**WORK REQUEST**
Whenever a line in the data holds the string "below", pull that line out.

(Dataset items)
== Segment start ==

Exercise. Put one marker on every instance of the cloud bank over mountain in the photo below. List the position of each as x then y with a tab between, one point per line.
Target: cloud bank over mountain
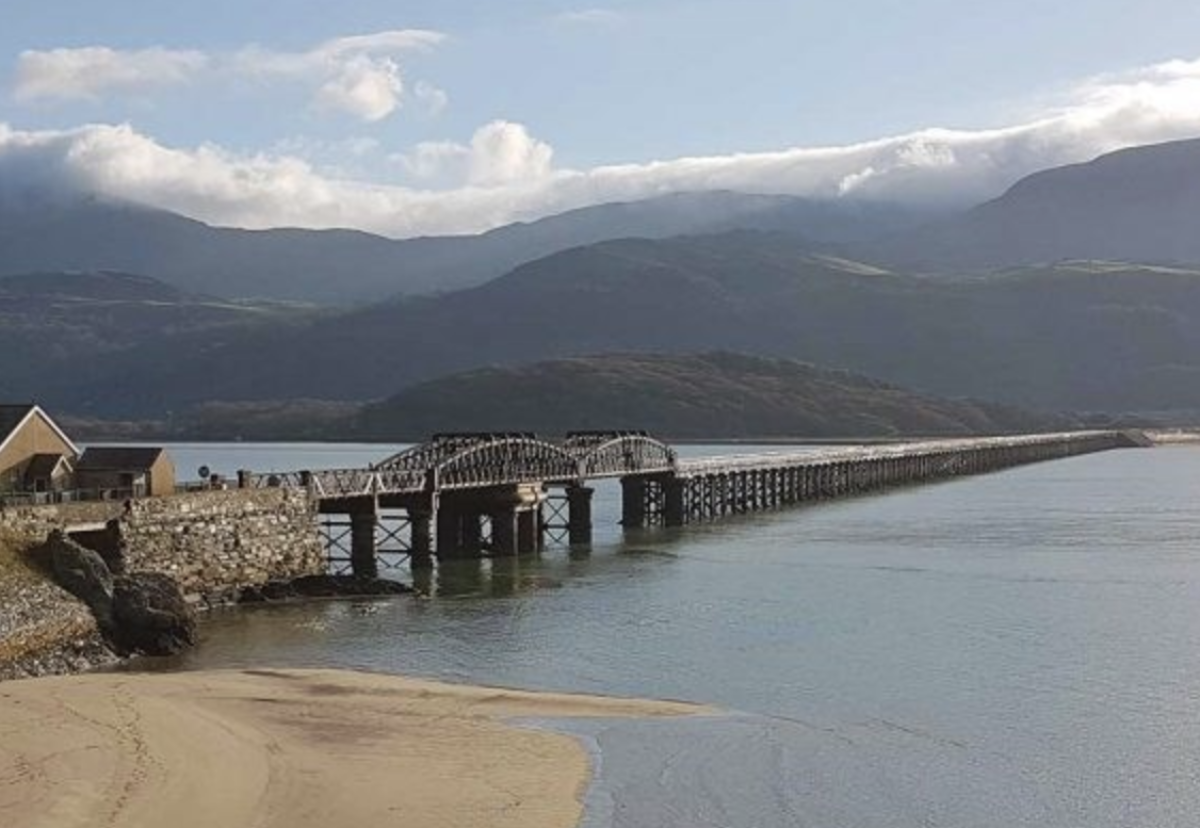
504	173
359	75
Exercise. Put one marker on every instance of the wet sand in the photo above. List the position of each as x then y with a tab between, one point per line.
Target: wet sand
289	749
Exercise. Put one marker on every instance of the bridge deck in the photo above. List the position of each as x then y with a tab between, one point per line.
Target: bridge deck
465	462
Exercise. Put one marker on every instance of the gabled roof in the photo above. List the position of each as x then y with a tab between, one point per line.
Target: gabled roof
118	457
42	467
12	418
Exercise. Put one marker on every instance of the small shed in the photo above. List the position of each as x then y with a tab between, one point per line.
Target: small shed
35	454
126	471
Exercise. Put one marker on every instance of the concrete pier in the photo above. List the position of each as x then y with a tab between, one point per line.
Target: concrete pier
363	547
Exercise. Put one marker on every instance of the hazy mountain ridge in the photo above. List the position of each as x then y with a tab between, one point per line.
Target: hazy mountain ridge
1069	336
351	267
683	396
1139	204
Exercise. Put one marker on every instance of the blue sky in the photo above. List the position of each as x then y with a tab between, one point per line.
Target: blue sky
456	115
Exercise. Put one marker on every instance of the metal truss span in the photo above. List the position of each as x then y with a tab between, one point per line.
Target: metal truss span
474	460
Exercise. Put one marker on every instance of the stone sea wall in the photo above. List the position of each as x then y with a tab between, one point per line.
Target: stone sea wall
214	544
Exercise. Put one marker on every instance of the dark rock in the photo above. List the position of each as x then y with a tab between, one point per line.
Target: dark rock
150	616
322	586
83	574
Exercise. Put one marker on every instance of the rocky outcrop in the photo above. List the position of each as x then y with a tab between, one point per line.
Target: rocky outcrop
83	574
150	616
142	613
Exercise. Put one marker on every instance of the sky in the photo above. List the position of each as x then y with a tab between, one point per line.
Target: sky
433	117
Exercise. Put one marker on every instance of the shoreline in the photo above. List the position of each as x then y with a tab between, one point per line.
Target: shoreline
294	748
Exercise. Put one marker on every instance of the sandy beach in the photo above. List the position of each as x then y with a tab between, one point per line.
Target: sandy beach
289	749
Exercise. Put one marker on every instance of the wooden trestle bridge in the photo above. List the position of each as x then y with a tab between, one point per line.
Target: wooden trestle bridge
472	495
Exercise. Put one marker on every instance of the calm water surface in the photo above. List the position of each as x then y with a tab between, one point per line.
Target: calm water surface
1020	648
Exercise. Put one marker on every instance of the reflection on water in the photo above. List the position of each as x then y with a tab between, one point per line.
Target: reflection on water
1012	649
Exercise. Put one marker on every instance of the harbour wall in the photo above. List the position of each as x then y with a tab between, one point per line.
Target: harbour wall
213	544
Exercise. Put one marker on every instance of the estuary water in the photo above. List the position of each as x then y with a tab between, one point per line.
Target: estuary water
1020	648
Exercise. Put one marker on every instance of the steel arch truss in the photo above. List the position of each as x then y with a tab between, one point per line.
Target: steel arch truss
513	460
617	454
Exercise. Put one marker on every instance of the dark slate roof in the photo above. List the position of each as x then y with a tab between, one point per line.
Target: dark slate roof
115	457
42	466
11	418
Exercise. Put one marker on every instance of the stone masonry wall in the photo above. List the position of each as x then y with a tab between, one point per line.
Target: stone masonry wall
211	543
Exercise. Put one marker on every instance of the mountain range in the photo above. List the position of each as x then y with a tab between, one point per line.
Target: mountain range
1092	333
345	268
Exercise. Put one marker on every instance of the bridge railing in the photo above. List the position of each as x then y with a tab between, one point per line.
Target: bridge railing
719	463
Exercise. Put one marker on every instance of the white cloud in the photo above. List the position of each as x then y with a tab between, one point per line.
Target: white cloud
503	153
90	72
358	75
499	154
504	174
369	88
591	17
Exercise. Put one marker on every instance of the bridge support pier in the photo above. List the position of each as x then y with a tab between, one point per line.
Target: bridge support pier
529	531
504	532
633	502
363	561
421	551
579	515
450	537
673	502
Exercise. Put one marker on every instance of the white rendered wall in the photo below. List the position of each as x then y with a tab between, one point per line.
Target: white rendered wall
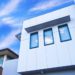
56	55
10	67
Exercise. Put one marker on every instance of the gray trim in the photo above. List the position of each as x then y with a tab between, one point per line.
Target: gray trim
49	70
48	24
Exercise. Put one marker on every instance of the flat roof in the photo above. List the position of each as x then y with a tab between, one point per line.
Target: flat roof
55	22
9	53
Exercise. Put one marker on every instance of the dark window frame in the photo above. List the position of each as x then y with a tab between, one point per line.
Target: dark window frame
31	40
61	26
48	29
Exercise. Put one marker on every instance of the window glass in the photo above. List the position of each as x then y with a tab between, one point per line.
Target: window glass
1	59
64	33
34	40
48	37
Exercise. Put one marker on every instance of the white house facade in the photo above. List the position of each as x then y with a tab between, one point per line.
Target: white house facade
48	44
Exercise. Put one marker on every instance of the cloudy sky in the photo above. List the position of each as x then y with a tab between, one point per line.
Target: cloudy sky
13	12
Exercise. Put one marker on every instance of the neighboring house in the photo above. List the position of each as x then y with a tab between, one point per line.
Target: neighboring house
48	44
8	62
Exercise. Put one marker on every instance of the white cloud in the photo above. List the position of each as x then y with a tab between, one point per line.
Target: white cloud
9	7
10	39
47	4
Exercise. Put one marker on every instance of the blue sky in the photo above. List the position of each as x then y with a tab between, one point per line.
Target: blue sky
13	12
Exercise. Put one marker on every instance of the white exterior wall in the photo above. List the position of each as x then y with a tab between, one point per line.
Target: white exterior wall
10	67
56	55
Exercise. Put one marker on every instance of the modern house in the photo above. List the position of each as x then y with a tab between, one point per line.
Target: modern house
48	44
8	62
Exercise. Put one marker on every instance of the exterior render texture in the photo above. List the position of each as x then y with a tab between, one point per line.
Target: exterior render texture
48	44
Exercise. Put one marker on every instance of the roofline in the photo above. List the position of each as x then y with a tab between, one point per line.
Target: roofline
1	50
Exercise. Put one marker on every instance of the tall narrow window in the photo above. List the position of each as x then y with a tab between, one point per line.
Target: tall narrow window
48	37
64	33
34	41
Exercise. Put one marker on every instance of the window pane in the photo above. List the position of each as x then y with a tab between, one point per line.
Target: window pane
34	40
1	60
48	37
64	33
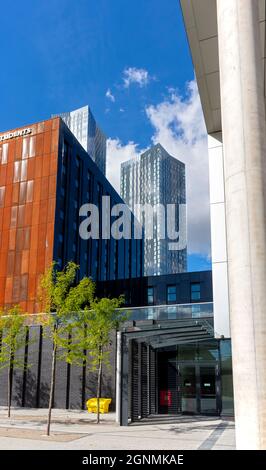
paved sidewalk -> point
(74, 429)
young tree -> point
(60, 298)
(105, 316)
(13, 338)
(90, 331)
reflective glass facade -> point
(155, 177)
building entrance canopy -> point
(137, 367)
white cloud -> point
(109, 95)
(134, 75)
(179, 126)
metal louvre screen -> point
(144, 381)
(153, 382)
(135, 382)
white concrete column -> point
(244, 138)
(218, 237)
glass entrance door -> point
(197, 389)
(207, 378)
(188, 389)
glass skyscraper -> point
(84, 127)
(156, 178)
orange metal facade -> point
(28, 176)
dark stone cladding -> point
(135, 290)
(79, 181)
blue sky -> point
(58, 55)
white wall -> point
(218, 236)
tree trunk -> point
(52, 384)
(9, 385)
(99, 384)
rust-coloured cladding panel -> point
(28, 172)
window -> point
(171, 294)
(2, 196)
(3, 153)
(195, 291)
(150, 295)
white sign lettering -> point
(12, 135)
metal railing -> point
(171, 312)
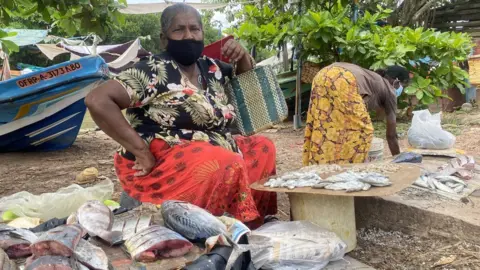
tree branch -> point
(423, 9)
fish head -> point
(173, 204)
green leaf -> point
(410, 90)
(389, 62)
(419, 94)
(9, 46)
(423, 83)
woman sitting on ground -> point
(339, 129)
(176, 143)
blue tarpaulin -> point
(26, 37)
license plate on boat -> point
(48, 75)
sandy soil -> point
(46, 172)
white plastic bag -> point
(298, 245)
(426, 132)
(59, 204)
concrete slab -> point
(422, 213)
(348, 263)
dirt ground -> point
(46, 172)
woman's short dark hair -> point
(395, 72)
(170, 12)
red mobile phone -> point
(214, 50)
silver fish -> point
(430, 182)
(350, 186)
(157, 242)
(442, 187)
(16, 242)
(366, 186)
(5, 262)
(421, 182)
(375, 179)
(191, 221)
(60, 241)
(97, 219)
(51, 262)
(322, 184)
(449, 178)
(458, 189)
(91, 256)
(343, 177)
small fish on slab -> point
(156, 242)
(16, 242)
(462, 166)
(191, 221)
(91, 256)
(5, 262)
(350, 186)
(97, 219)
(50, 263)
(445, 183)
(375, 179)
(60, 241)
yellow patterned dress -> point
(338, 129)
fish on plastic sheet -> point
(50, 263)
(97, 219)
(375, 179)
(191, 221)
(157, 242)
(461, 165)
(347, 176)
(351, 186)
(93, 257)
(16, 242)
(5, 262)
(60, 241)
(131, 224)
(445, 183)
(408, 157)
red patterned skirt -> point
(208, 176)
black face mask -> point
(185, 51)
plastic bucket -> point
(376, 150)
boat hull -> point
(48, 118)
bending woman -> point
(339, 129)
(176, 144)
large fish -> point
(50, 263)
(191, 221)
(5, 262)
(97, 219)
(157, 242)
(16, 242)
(60, 241)
(91, 256)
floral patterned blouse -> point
(166, 105)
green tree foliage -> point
(71, 16)
(330, 35)
(145, 25)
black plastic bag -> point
(217, 259)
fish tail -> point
(112, 238)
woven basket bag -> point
(258, 100)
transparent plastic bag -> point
(298, 245)
(58, 204)
(426, 132)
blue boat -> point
(43, 110)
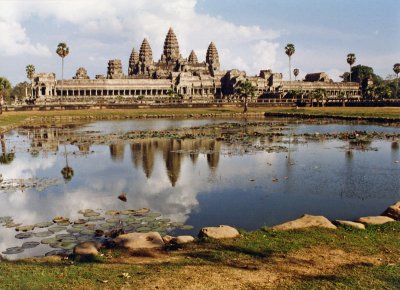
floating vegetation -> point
(23, 235)
(30, 245)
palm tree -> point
(289, 50)
(351, 59)
(296, 73)
(30, 71)
(244, 90)
(396, 69)
(62, 51)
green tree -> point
(244, 90)
(62, 51)
(289, 50)
(19, 91)
(296, 73)
(5, 89)
(30, 72)
(351, 59)
(396, 69)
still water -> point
(197, 181)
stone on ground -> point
(306, 221)
(221, 232)
(393, 211)
(134, 241)
(355, 225)
(375, 220)
(87, 248)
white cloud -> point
(120, 23)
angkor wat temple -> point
(175, 79)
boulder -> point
(87, 249)
(393, 211)
(355, 225)
(375, 220)
(180, 240)
(134, 241)
(306, 221)
(221, 232)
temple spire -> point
(212, 57)
(171, 47)
(193, 58)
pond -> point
(186, 174)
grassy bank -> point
(314, 258)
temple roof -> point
(171, 46)
(193, 58)
(145, 54)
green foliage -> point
(5, 89)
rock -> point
(87, 248)
(134, 241)
(180, 240)
(393, 211)
(221, 232)
(355, 225)
(375, 220)
(306, 221)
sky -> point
(250, 34)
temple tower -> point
(193, 58)
(114, 70)
(145, 57)
(212, 58)
(133, 63)
(171, 47)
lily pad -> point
(91, 214)
(44, 234)
(44, 224)
(25, 228)
(96, 218)
(143, 229)
(23, 235)
(30, 245)
(13, 251)
(186, 227)
(74, 230)
(80, 221)
(57, 229)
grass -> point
(254, 254)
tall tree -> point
(396, 69)
(244, 90)
(62, 51)
(289, 50)
(30, 72)
(296, 73)
(351, 59)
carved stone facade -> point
(174, 78)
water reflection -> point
(247, 188)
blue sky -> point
(250, 34)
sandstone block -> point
(306, 221)
(393, 211)
(134, 241)
(221, 232)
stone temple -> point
(174, 78)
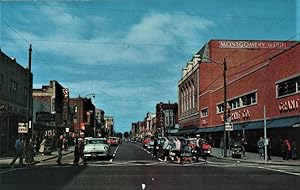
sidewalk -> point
(255, 158)
(5, 161)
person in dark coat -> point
(29, 153)
(76, 153)
(19, 152)
(154, 147)
(59, 146)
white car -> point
(96, 147)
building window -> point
(288, 87)
(239, 102)
(249, 99)
(13, 88)
(220, 108)
(1, 81)
(204, 112)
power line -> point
(295, 44)
(34, 49)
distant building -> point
(100, 122)
(109, 125)
(259, 73)
(166, 117)
(84, 120)
(57, 97)
(15, 100)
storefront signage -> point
(22, 128)
(238, 115)
(290, 105)
(45, 116)
(252, 44)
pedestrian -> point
(286, 149)
(29, 153)
(59, 147)
(243, 145)
(198, 147)
(177, 149)
(222, 145)
(167, 148)
(294, 150)
(81, 150)
(155, 147)
(260, 146)
(42, 146)
(76, 153)
(19, 152)
(65, 144)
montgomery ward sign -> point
(290, 105)
(252, 44)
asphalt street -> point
(132, 167)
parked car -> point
(96, 147)
(146, 142)
(112, 141)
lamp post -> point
(225, 109)
(85, 97)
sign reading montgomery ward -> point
(252, 44)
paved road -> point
(131, 167)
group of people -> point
(24, 148)
(177, 146)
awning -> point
(284, 122)
(272, 123)
(186, 131)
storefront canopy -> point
(272, 123)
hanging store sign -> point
(22, 128)
(252, 44)
(290, 105)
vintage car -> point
(112, 141)
(96, 147)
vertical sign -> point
(52, 104)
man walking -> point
(59, 146)
(19, 151)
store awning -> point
(272, 123)
(186, 131)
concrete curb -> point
(257, 162)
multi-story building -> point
(109, 125)
(150, 125)
(259, 73)
(166, 117)
(15, 100)
(57, 97)
(100, 122)
(84, 123)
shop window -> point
(288, 87)
(204, 112)
(13, 88)
(220, 108)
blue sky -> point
(130, 52)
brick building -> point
(57, 97)
(84, 120)
(259, 73)
(15, 100)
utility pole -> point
(29, 93)
(225, 109)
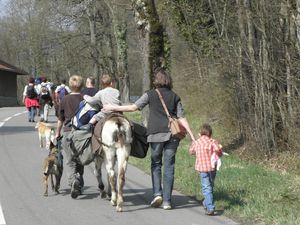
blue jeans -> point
(207, 182)
(167, 151)
(31, 113)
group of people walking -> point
(163, 145)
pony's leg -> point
(109, 164)
(45, 181)
(41, 141)
(52, 182)
(122, 155)
(57, 183)
(98, 173)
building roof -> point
(4, 66)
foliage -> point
(194, 20)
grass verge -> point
(246, 192)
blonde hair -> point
(106, 80)
(162, 79)
(75, 83)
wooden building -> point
(8, 84)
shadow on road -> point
(6, 130)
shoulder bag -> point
(177, 130)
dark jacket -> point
(158, 120)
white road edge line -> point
(2, 220)
(7, 119)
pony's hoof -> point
(102, 194)
(113, 203)
(119, 209)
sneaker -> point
(167, 206)
(210, 212)
(204, 206)
(75, 190)
(156, 202)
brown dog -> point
(52, 166)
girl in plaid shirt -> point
(204, 148)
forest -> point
(235, 63)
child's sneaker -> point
(210, 212)
(167, 206)
(156, 202)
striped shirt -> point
(203, 148)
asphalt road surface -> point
(21, 190)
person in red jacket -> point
(30, 99)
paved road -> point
(21, 192)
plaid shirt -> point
(203, 148)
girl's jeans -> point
(44, 111)
(207, 183)
(167, 150)
(31, 113)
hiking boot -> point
(210, 212)
(167, 206)
(156, 202)
(75, 190)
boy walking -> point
(205, 148)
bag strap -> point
(163, 103)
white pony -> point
(116, 143)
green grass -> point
(246, 192)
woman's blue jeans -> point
(166, 151)
(31, 113)
(207, 183)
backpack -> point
(62, 92)
(31, 93)
(84, 114)
(45, 94)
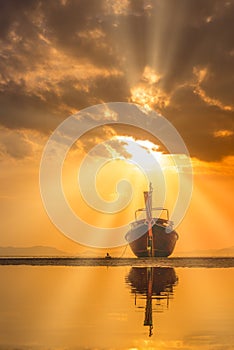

== Segment end ==

**SOLUTION TO THIS PROBLEM**
Exercise. Put one marker on every instance of the cloud bank over mountain in the photo below. List the position of each as x then y with a tab between, one point per line.
Exercise. Put one marker on every instance of the white rendered wall in the photo below. List the position of each as x then y with a tab between, one point per line.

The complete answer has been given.